Dataset extract: Begin

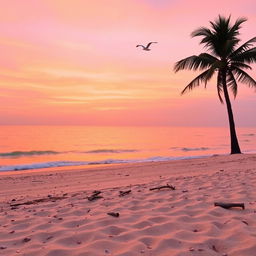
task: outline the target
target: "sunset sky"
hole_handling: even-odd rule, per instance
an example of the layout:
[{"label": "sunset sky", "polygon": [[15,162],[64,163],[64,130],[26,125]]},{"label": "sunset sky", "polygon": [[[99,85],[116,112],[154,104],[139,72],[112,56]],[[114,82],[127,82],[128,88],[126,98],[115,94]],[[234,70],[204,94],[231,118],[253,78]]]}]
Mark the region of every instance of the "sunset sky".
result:
[{"label": "sunset sky", "polygon": [[[0,2],[0,124],[226,126],[216,79],[180,96],[197,73],[173,65],[204,51],[190,33],[219,14],[256,36],[255,0]],[[239,84],[233,108],[256,126],[255,90]]]}]

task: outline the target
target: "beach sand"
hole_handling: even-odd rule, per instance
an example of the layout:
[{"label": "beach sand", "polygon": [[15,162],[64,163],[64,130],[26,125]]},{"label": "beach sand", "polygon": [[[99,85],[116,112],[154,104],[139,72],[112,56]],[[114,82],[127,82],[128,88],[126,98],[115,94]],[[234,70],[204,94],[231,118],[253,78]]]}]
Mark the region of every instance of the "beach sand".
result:
[{"label": "beach sand", "polygon": [[1,173],[0,255],[254,256],[255,187],[253,154]]}]

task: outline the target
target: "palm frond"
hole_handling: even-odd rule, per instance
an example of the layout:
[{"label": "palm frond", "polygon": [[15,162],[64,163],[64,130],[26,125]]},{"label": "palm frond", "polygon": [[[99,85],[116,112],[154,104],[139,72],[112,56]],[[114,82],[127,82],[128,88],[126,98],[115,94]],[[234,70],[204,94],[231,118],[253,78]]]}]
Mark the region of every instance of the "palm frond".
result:
[{"label": "palm frond", "polygon": [[214,34],[210,29],[205,27],[198,28],[191,33],[191,36],[201,36],[202,39],[200,41],[200,44],[204,44],[205,48],[212,50],[212,53],[216,54],[212,43],[214,41]]},{"label": "palm frond", "polygon": [[256,42],[256,37],[251,38],[250,40],[242,44],[239,48],[237,48],[235,51],[233,51],[229,57],[232,59],[233,56],[236,56],[238,54],[245,52],[246,50],[250,49],[250,47],[252,47],[255,42]]},{"label": "palm frond", "polygon": [[231,89],[233,92],[234,98],[237,96],[237,82],[234,74],[232,73],[231,70],[227,72],[227,86]]},{"label": "palm frond", "polygon": [[240,42],[240,39],[237,37],[239,35],[239,29],[241,28],[242,23],[247,21],[246,18],[239,18],[235,21],[235,24],[230,27],[230,18],[231,17],[229,16],[229,18],[226,20],[226,22],[228,23],[228,26],[226,27],[226,43],[224,43],[223,45],[223,47],[225,48],[226,56],[234,52],[236,45]]},{"label": "palm frond", "polygon": [[213,28],[214,31],[220,31],[225,27],[225,29],[229,28],[229,22],[230,22],[230,16],[226,19],[222,17],[221,15],[218,16],[215,21],[210,21],[211,27]]},{"label": "palm frond", "polygon": [[256,47],[237,54],[236,56],[233,56],[232,60],[248,64],[256,62]]},{"label": "palm frond", "polygon": [[209,69],[207,72],[207,75],[205,76],[205,88],[207,85],[207,82],[212,78],[212,76],[214,75],[215,70],[217,69],[219,65],[219,61],[215,62]]},{"label": "palm frond", "polygon": [[243,62],[240,62],[240,61],[232,61],[230,63],[230,68],[243,68],[243,69],[252,69],[251,66],[243,63]]},{"label": "palm frond", "polygon": [[199,76],[197,76],[195,79],[193,79],[181,92],[181,95],[184,93],[193,90],[195,87],[199,86],[202,82],[207,84],[208,80],[211,78],[209,75],[210,69],[207,69],[203,73],[201,73]]},{"label": "palm frond", "polygon": [[225,52],[225,55],[228,56],[230,55],[231,52],[234,51],[235,46],[237,45],[238,41],[237,40],[227,40],[224,44],[223,44],[223,52]]},{"label": "palm frond", "polygon": [[175,63],[174,71],[178,72],[183,69],[202,70],[210,67],[218,59],[208,53],[190,56]]},{"label": "palm frond", "polygon": [[209,28],[206,27],[200,27],[198,29],[195,29],[192,33],[191,33],[191,37],[196,37],[196,36],[204,36],[204,37],[208,37],[211,36],[212,32]]},{"label": "palm frond", "polygon": [[198,56],[205,59],[206,61],[209,61],[209,63],[211,63],[211,64],[218,61],[218,58],[216,58],[215,56],[213,56],[207,52],[200,53]]},{"label": "palm frond", "polygon": [[210,21],[214,34],[222,34],[224,32],[227,36],[226,32],[230,30],[230,18],[230,16],[228,18],[225,18],[219,15],[214,22]]},{"label": "palm frond", "polygon": [[247,21],[247,18],[241,17],[238,18],[233,25],[233,27],[230,29],[230,33],[233,34],[234,36],[239,35],[239,29],[241,28],[241,25]]},{"label": "palm frond", "polygon": [[249,87],[255,87],[256,88],[256,81],[247,74],[244,70],[240,68],[234,68],[233,73],[235,73],[237,80],[241,83],[247,84]]}]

Dataset extract: End

## Exercise requirements
Give back the entire listing verbatim, without the pictures.

## Your response
task: outline the target
target: "sunset sky"
hole_handling: even-odd rule, per instance
an example of the layout:
[{"label": "sunset sky", "polygon": [[15,162],[64,163],[64,130],[26,125]]},{"label": "sunset sky", "polygon": [[[99,85],[116,112],[154,104],[139,72],[112,56]],[[114,82],[127,82],[128,88],[126,98],[115,94]],[[234,70],[204,94],[231,118],[253,78]]]}]
Mark the region of every instance of the "sunset sky".
result:
[{"label": "sunset sky", "polygon": [[[0,2],[0,124],[226,126],[216,79],[180,96],[197,73],[173,65],[204,51],[190,33],[219,14],[256,36],[255,0]],[[239,84],[233,108],[256,126],[255,90]]]}]

task: outline the target
target: "beach sand"
hole_handling: even-odd rule, per instance
an example of the layout:
[{"label": "beach sand", "polygon": [[15,162],[64,163],[64,130],[26,125]]},{"label": "beach sand", "polygon": [[[99,85],[116,112],[154,104],[139,72],[112,56]],[[114,82],[127,82],[128,88],[126,98],[115,94]],[[234,70],[204,94],[231,118],[253,78]]]}]
Mark the region of every instance of the "beach sand".
result:
[{"label": "beach sand", "polygon": [[1,173],[0,255],[254,256],[255,187],[253,154]]}]

task: outline the target
target: "palm frond"
hole_handling: even-odd rule, per instance
an example of the layout:
[{"label": "palm frond", "polygon": [[15,162],[64,163],[64,130],[26,125]]},{"label": "palm frond", "polygon": [[[99,85],[116,112],[154,104],[139,72],[112,56]],[[114,82],[127,82],[128,88],[126,98],[115,94]],[[234,70],[204,94],[231,118],[253,78]]]}]
Mark the region of every instance of the "palm frond".
result:
[{"label": "palm frond", "polygon": [[214,34],[210,29],[205,27],[198,28],[191,33],[191,36],[201,36],[202,39],[200,41],[200,44],[204,44],[205,48],[212,50],[212,53],[216,54],[212,43],[214,41]]},{"label": "palm frond", "polygon": [[256,42],[256,37],[251,38],[250,40],[242,44],[239,48],[237,48],[235,51],[233,51],[229,57],[232,59],[233,56],[236,56],[238,54],[245,52],[246,50],[250,49],[250,47],[252,47],[255,42]]},{"label": "palm frond", "polygon": [[231,89],[233,92],[234,98],[237,96],[237,82],[234,74],[232,73],[231,70],[227,72],[227,86]]},{"label": "palm frond", "polygon": [[240,42],[240,39],[237,37],[239,35],[239,29],[241,28],[242,23],[247,21],[246,18],[239,18],[235,21],[235,24],[230,27],[230,18],[231,17],[229,16],[229,18],[226,20],[226,22],[228,23],[228,26],[226,27],[226,43],[224,43],[223,45],[223,47],[225,48],[226,56],[234,52],[236,45]]},{"label": "palm frond", "polygon": [[213,28],[214,31],[220,31],[225,27],[225,29],[229,28],[229,22],[230,22],[230,16],[226,19],[222,17],[221,15],[218,16],[215,21],[210,21],[211,27]]},{"label": "palm frond", "polygon": [[256,47],[237,54],[236,56],[233,56],[232,60],[248,64],[256,62]]},{"label": "palm frond", "polygon": [[209,69],[207,72],[207,75],[205,76],[205,88],[207,85],[207,82],[212,78],[212,76],[214,75],[215,70],[217,69],[219,65],[219,61],[215,62]]},{"label": "palm frond", "polygon": [[243,62],[240,62],[240,61],[232,61],[230,63],[230,68],[243,68],[243,69],[252,69],[251,66],[243,63]]},{"label": "palm frond", "polygon": [[199,76],[197,76],[195,79],[193,79],[181,92],[181,95],[184,93],[193,90],[195,87],[199,86],[202,82],[207,84],[208,80],[211,78],[209,75],[210,69],[207,69],[203,73],[201,73]]},{"label": "palm frond", "polygon": [[225,52],[225,55],[228,56],[230,55],[231,52],[234,51],[235,46],[237,45],[238,41],[237,40],[227,40],[224,44],[223,44],[223,52]]},{"label": "palm frond", "polygon": [[175,63],[174,71],[178,72],[183,69],[202,70],[210,67],[218,59],[208,53],[190,56]]},{"label": "palm frond", "polygon": [[209,28],[206,27],[200,27],[198,29],[195,29],[192,33],[191,33],[191,37],[196,37],[196,36],[204,36],[204,37],[208,37],[211,36],[212,32]]},{"label": "palm frond", "polygon": [[198,56],[205,59],[206,61],[209,61],[209,63],[211,63],[211,64],[218,61],[218,58],[216,58],[215,56],[213,56],[207,52],[200,53]]},{"label": "palm frond", "polygon": [[210,21],[214,34],[222,34],[224,32],[227,36],[226,32],[230,30],[230,18],[230,16],[228,18],[225,18],[219,15],[214,22]]},{"label": "palm frond", "polygon": [[247,21],[247,18],[241,17],[238,18],[233,25],[233,27],[230,29],[230,33],[233,34],[234,36],[239,35],[239,29],[241,28],[241,25]]},{"label": "palm frond", "polygon": [[249,87],[255,87],[256,88],[256,81],[247,74],[244,70],[240,68],[234,68],[233,73],[235,73],[237,80],[241,83],[247,84]]}]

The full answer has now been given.